_Data for analysis_:
-*-

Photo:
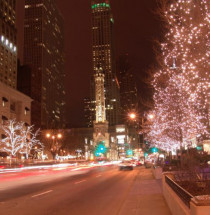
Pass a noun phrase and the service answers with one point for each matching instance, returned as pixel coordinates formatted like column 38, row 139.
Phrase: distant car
column 126, row 165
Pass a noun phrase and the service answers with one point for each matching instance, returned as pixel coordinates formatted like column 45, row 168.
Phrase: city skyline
column 138, row 43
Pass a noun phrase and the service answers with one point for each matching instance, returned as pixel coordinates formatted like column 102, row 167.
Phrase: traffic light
column 100, row 149
column 154, row 150
column 129, row 152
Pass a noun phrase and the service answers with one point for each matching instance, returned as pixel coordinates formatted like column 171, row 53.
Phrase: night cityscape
column 104, row 107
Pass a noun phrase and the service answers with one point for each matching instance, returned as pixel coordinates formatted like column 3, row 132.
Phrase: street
column 102, row 190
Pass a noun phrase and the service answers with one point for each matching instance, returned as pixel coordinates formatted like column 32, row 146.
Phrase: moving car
column 126, row 165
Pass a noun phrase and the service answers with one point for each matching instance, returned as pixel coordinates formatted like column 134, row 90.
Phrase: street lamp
column 54, row 147
column 151, row 116
column 132, row 116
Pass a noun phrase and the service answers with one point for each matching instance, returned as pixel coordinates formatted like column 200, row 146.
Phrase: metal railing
column 183, row 194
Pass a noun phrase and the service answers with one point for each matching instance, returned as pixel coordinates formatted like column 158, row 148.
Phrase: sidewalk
column 145, row 197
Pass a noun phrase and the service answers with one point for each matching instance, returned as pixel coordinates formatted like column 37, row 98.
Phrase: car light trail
column 40, row 194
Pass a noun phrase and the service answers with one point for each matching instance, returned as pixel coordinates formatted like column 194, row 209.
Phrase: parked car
column 126, row 165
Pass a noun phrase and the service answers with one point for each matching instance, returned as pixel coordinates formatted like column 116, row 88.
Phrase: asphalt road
column 102, row 190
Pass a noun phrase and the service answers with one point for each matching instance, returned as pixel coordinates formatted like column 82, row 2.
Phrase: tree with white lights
column 30, row 141
column 19, row 139
column 12, row 143
column 182, row 84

-*-

_What you need to do_: Omit the pictures. Transcribe every record exactly.

_Completed task_:
Photo:
Pass a noun phrase and the service answers with one point for each matching instance, returned as pixel coordinates formatted like column 38, row 139.
Phrase: distant car
column 126, row 165
Pass a noun phrase and the service answers with one point for each matching instance, returned as pixel coordinates formatted like column 45, row 168.
Phrase: city skyline
column 138, row 43
Pass a noun phrase and the service answers with one point for each matching instance, returned as pixel coordinates formatted like column 102, row 167.
Phrase: traffic light
column 100, row 149
column 154, row 150
column 129, row 152
Pass a noun phrase and the service answers with one point for each matching instance, returned as pixel coordinates formatted like column 171, row 53.
Phrase: night cityscape
column 104, row 107
Pass a noun phrase and the service answers with one point for each matching instance, returned as pixel coordinates formatted like column 3, row 132.
Phrase: street
column 102, row 190
Pass a noun phrase and the service answers with one point for each matching instance, returned as pixel coordinates formatted like column 32, row 146.
Phrase: moving car
column 126, row 165
Pass a noun phrase and the service answers with one point for each matching instance, returned as pixel coordinates formatted like column 134, row 90.
Phrase: street lamp
column 54, row 147
column 151, row 116
column 132, row 116
Pass a noun phrase and the service answers with one point for each matching instance, returned as pixel coordinates formatted like column 200, row 146.
Phrase: metal railing
column 183, row 194
Pass a noun phrase and the service answers with one point for each matching instance, returned as pixel coordinates formatted like column 158, row 148.
Phrase: sidewalk
column 145, row 197
Pass a noun phrase and the service answers with one point for each matching instance, returned as pixel coordinates formatted like column 37, row 98.
Phrase: car light trail
column 40, row 194
Pass a noun phrase and the service answers with one point for each matching instance, returned as pixel coordinates formatted like column 194, row 209.
Phrase: parked car
column 126, row 165
Pass a noun phrase and the service answers with one point for each matching instance, returned as pixel coordinates formatted like column 116, row 88.
Phrase: asphalt road
column 102, row 190
Pass a noun phrase and the service answers with one point for each matching instance, returned as pixel coordinates formatted like column 82, row 2.
Phrase: tree with white lights
column 30, row 141
column 19, row 139
column 12, row 143
column 182, row 84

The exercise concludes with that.